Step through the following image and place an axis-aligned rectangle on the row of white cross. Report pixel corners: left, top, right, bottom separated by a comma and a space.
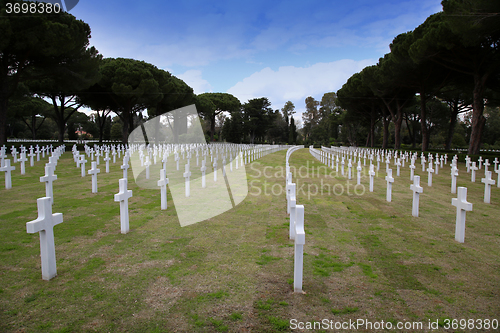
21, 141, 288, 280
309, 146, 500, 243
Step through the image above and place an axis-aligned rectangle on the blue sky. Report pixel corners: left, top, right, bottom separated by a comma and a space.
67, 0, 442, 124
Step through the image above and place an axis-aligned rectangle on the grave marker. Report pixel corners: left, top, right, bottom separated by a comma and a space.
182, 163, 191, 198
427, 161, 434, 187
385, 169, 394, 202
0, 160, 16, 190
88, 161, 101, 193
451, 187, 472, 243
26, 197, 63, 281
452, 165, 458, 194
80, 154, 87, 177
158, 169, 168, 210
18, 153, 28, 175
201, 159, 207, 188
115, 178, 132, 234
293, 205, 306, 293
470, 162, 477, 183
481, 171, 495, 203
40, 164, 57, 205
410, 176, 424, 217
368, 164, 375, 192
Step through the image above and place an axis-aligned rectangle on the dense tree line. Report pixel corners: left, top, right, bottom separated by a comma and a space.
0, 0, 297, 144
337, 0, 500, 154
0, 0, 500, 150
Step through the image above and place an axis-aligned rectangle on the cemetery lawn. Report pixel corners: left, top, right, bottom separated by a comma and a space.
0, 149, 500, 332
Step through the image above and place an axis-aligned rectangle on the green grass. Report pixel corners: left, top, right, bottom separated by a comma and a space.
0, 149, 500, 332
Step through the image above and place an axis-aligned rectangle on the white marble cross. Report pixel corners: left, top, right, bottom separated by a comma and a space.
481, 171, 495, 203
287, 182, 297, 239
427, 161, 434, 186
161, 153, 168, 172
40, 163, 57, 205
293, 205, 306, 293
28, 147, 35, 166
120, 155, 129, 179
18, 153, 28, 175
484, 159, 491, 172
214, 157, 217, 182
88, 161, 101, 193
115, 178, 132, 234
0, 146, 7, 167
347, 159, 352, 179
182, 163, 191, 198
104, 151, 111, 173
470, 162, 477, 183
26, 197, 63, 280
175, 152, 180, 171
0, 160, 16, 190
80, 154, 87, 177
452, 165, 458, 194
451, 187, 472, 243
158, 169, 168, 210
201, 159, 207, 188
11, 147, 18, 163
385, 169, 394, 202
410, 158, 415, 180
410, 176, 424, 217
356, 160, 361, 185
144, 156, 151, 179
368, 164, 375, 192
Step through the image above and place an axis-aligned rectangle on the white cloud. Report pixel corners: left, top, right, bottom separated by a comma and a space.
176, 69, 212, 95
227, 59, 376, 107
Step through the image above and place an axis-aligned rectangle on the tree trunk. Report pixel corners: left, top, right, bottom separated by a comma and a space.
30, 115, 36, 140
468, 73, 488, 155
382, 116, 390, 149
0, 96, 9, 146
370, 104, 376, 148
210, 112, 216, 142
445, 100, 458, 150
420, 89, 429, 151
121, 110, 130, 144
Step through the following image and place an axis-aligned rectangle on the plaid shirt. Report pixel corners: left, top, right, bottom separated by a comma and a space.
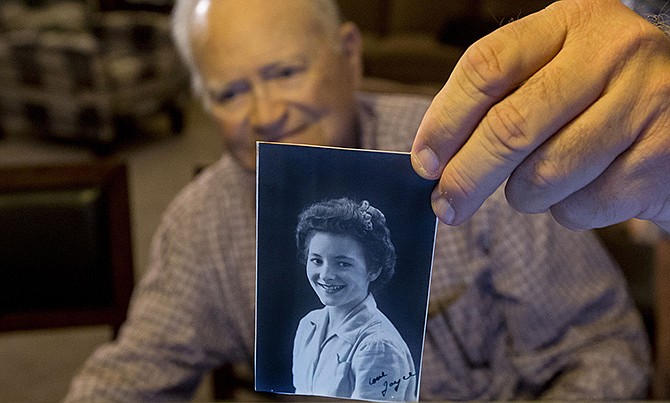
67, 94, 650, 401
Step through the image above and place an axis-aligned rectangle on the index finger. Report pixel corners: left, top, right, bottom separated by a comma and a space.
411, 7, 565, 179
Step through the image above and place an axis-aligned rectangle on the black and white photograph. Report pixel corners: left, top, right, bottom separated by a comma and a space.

TO DO:
Copy out all of the items above word for word, leaving out the pictures.

PROBLEM SOLUTION:
Step through the following image and place an axis-aligned rectangle on the row of white cross. Report pixel corners: left, top, right, bottom separated by a comma and a space.
21, 141, 288, 280
309, 146, 500, 243
Step through the image above and place an axis-aligned rectangle on the blue sky. Report pixel corners: left, top, right, bottom separated by a comma and a space.
67, 0, 442, 124
Step through the image above and place an axis-aligned rectangle on the grave marker. Report pixel corners: left, top, right, bottom separated by a comma and a space.
182, 163, 191, 198
427, 161, 434, 187
385, 169, 394, 202
0, 160, 16, 190
88, 161, 101, 193
451, 187, 472, 243
26, 197, 63, 281
452, 165, 458, 194
80, 154, 87, 177
158, 169, 168, 210
18, 153, 28, 175
201, 159, 207, 188
115, 178, 132, 234
293, 205, 306, 293
470, 162, 477, 183
481, 171, 495, 203
40, 164, 57, 205
410, 176, 424, 217
368, 164, 375, 192
Step through the image above and place an axis-aligned rectangle on the dense tree line. Report pixel corners: left, top, right, bottom separated by a comma and a space.
0, 0, 297, 144
337, 0, 500, 154
0, 0, 500, 150
Step through the image above and place an axis-aligned rectangle on the cemetery lawn. Report pixel corners: left, top, right, bottom separated by a comma and a space.
0, 149, 500, 332
Step through the image above and place an axis-aligned rectangle on the green grass. Report pixel corners: left, top, right, bottom separated by a comma and a space.
0, 149, 500, 332
Step through the image above and place an axis-aligned rectangle on the white marble cross. Report pixel corners: left, top, right, bottom separated by a comma and a space.
481, 171, 495, 203
287, 182, 297, 239
427, 161, 434, 186
161, 153, 168, 172
40, 163, 57, 205
293, 205, 306, 293
28, 147, 35, 166
120, 155, 129, 179
18, 153, 28, 175
484, 159, 491, 172
214, 157, 217, 182
88, 161, 101, 193
115, 178, 132, 234
0, 146, 7, 167
347, 159, 352, 179
182, 163, 191, 198
104, 151, 111, 173
470, 162, 477, 183
26, 197, 63, 280
175, 152, 180, 171
0, 160, 16, 190
80, 154, 87, 177
452, 165, 458, 194
451, 187, 472, 243
158, 169, 168, 210
201, 159, 207, 188
11, 147, 18, 163
385, 169, 394, 202
410, 158, 415, 180
410, 176, 424, 217
356, 160, 361, 185
144, 156, 151, 179
368, 164, 375, 192
Step through the image above and place an axis-aligned rectangle on the white cloud. Report pixel corners: left, top, right, bottom separated by a comma and a space.
176, 69, 212, 95
227, 59, 376, 107
Step through the image above and place an axis-aligned rectangle on the tree trunk. Report pixel corners: left, top, right, bottom separated by a comma and a space.
30, 115, 36, 140
468, 73, 488, 155
382, 116, 390, 149
0, 96, 9, 146
370, 104, 376, 148
210, 112, 216, 142
445, 100, 458, 150
420, 89, 429, 151
121, 110, 130, 144
Step through the following image and place an axis-aligned rectangle on the plaid shirt. Report pixel corners: left, top, right, bottom separated by a comma and a space.
67, 94, 650, 401
Step through the image above and place an axis-aligned rectangle on the index finger. Report pixel corners: left, top, right, bottom separated by a comma and a space.
411, 7, 565, 179
Step through the image above and place an axis-aligned rectangle on the black and white photograph. Report pixel corners: left, top, right, bottom separated by a comma and a space.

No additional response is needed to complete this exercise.